Verilen Görev 1 -> Okuma metninin ardından gelen kayıtların tamamını satır satır, hiçbir değişiklik yapmadan kopyalayınız. Resimleri yanıtınıza almayınız.

Halk arasında 'sansür yasası' olarak bilinen Dezenformasyon Yasasının meclisten geçmesine tepki gösteren gazeteci Umutoğulları, ‘’Yasa çıkarıyorsun basın sussun, vatandaş sussun diye. Sadece A haber izleyerek bu ülke yönetilmez. Bu ülkede sadece yasa çıkararak insanları susturamazlar. İnsanlar bu ülkede ne travmalar gördü o zamanlarda bile susmadılar. Bu ülkede Osmanlı gibi bir devletten sonra küçülüp Cumhuriyet’i kurdu. Böyle bir durumda kimi kimden kurtaracağız? Konuşma, tepki gösterme, sus… Biz robot muyuz? Konuşmaya devam edeceğiz. Hapise atsalar bile ben konuşmaya devam edeceğim. Kendisine saygısı olan biri hakkını arayacak. Biz hakkımızı aramaya devam edeceğiz. Bugün bir haksızlık olduğunda onu haykıracağız. Bu ülkede TÜİK diye bir kurum var, yüzde 300 olan enflasyonu yüzde 82 olarak açıklıyor. Devletin kurumlarının doğru bilgi vermediği bir ülkede kime göre neye göre doğru? Madem enflasyon yüzde 82 biz niye alışveriş yapamıyoruz, neden bir kahve içemiyoruz? Dışarıda yemek yemek bile artık lüks oldu. Sen ekonomik sıkıntı yaşarken birileri milyon dolarlarla hayatını devam ettiriyor adalet bunun neresinde? ‘’ dedi.

Bir koleksiyondan alınmış veriler ->

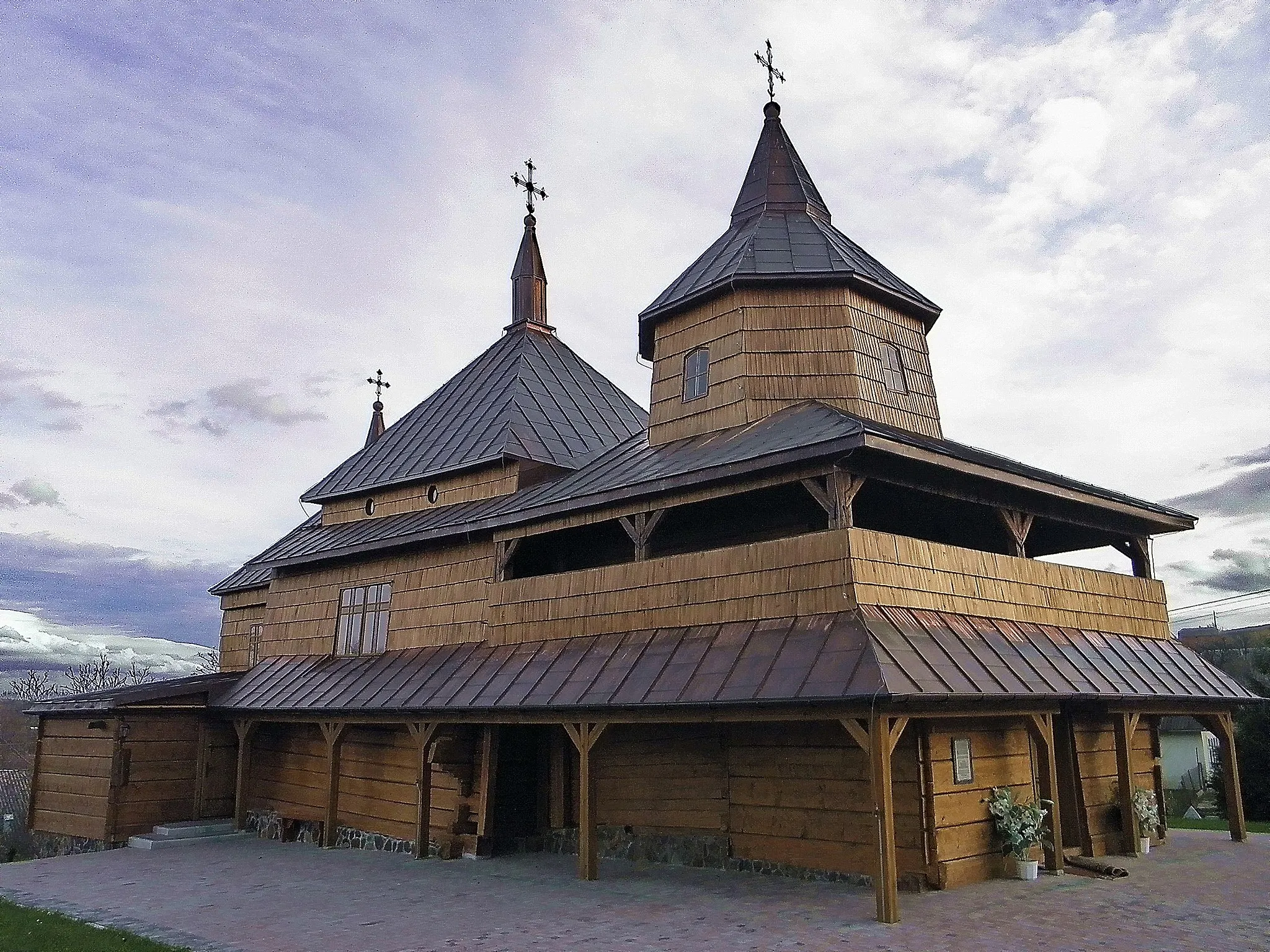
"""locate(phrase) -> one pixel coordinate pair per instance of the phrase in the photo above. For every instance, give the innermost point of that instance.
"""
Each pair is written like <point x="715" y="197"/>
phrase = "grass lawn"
<point x="36" y="931"/>
<point x="1213" y="823"/>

Verilen Görev 2 -> Okuma metninde soru işaretiyle biten cümlelerin hepsini, metindeki sırasıyla listeleyiniz.

Doğru Yanıt 1 ->
"""locate(phrase) -> one pixel coordinate pair per instance of the phrase in the photo above. For every instance, give the innermost point of that instance.
"""
Each pair is written like <point x="715" y="197"/>
phrase = "grass lawn"
<point x="36" y="931"/>
<point x="1213" y="823"/>

Doğru Yanıt 2 ->
- Böyle bir durumda kimi kimden kurtaracağız?
- Biz robot muyuz?
- Devletin kurumlarının doğru bilgi vermediği bir ülkede kime göre neye göre doğru?
- Madem enflasyon yüzde 82 biz niye alışveriş yapamıyoruz, neden bir kahve içemiyoruz?
- Sen ekonomik sıkıntı yaşarken birileri milyon dolarlarla hayatını devam ettiriyor adalet bunun neresinde?